» TEXTO EXTRAÍDO:
--- --- ---
Os autores Alberto Mussa, Ana Miranda, Djaimilia Pereira de Almeida, Patrick Deville, Paul Beatty, Scholastique Mukasonga e William Finnegan leram trechos de seus livros de cabeceira na sessão de encerramento da Flip.

O escritor brasileiro Alberto Mussa começou lendo "A Lenda de Jurupari", do autor indígena Maximiano José Roberto, que reconta uma lenda tupi do século 19. Ana Miranda escolheu homenagear o estado em que nasceu, o Ceará, com textos de três autores locais: Tércia Montenegro, Pedro Salgueiro e Jayson Viana Aguiar.

A autora portuguesa Djaimilia Pereira de Almeida escolheu um conto do francês Gustave Flaubert, "Um Coração Simples", que diz carregar sempre consigo. O francês Patrick Deville, dispensando a apresentação da importância pessoal do livro que escolhera, leu as duas primeiras páginas de "Em Busca do Tempo Perdido", de Marcel Proust.

O autor americano Paul Beatty também apresentou duas páginas de "O Homem que foi Quinta-feira", do britânico G. K. Chesterton. A ruandesa radicada na França Scholastique Mukasonga leu trecho de "Olivier", do jornalista e escritor francês Jérôme Garcin.

O americano William Finnegan fechou a sessão com a leitura de dois poemas, "Treze maneiras de olhar para um melro", de Wallace Stevens e "Viagens", de Hart Crane.
--- --- ---
Registros de apontamento:
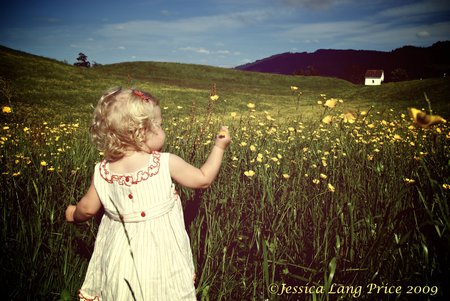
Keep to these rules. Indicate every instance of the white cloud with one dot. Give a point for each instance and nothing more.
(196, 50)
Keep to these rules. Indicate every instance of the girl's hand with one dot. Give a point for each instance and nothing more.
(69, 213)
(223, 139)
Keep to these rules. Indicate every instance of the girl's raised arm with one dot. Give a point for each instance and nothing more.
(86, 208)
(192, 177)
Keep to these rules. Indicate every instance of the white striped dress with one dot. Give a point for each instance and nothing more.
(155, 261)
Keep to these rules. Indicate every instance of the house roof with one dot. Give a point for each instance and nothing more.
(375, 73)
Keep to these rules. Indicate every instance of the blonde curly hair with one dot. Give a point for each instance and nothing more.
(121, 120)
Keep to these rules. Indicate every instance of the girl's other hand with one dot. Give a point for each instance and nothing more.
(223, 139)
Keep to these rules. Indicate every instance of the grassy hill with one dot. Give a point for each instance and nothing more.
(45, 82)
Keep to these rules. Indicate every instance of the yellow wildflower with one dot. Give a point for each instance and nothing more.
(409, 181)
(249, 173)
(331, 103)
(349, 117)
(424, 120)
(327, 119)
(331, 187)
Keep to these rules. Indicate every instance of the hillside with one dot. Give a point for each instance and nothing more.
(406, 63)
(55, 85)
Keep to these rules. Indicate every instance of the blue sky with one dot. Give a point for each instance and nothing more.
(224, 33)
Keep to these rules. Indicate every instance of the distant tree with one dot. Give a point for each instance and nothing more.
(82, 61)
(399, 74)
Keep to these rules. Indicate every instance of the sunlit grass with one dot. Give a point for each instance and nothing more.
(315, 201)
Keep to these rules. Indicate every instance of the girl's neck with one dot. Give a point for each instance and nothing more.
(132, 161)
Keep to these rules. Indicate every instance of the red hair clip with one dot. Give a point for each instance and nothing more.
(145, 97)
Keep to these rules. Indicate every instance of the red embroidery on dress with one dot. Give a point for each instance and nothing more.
--- --- ---
» TAREFAS A REALIZAR:
• A. Resuma em duas frases o texto sobre a sessão de encerramento da Flip.
• B. Selecione todas as linhas dos registros que contêm a palavra "dress", diferenciando maiúsculas de minúsculas.

» RESPOSTAS ÀS TAREFAS:
• A. Na sessão de encerramento da Flip, sete autores, entre eles Alberto Mussa, Ana Miranda, Paul Beatty e Scholastique Mukasonga, leram trechos de seus livros de cabeceira. As leituras incluíram uma lenda tupi, textos de autores cearenses e obras de Flaubert, Proust, Chesterton e Jérôme Garcin, e William Finnegan encerrou a sessão com poemas de Wallace Stevens e Hart Crane.

• B.
Keep to these rules. Indicate every instance of the white striped dress with one dot. Give a point for each instance and nothing more.
Keep to these rules. Indicate every instance of the red embroidery on dress with one dot. Give a point for each instance and nothing more.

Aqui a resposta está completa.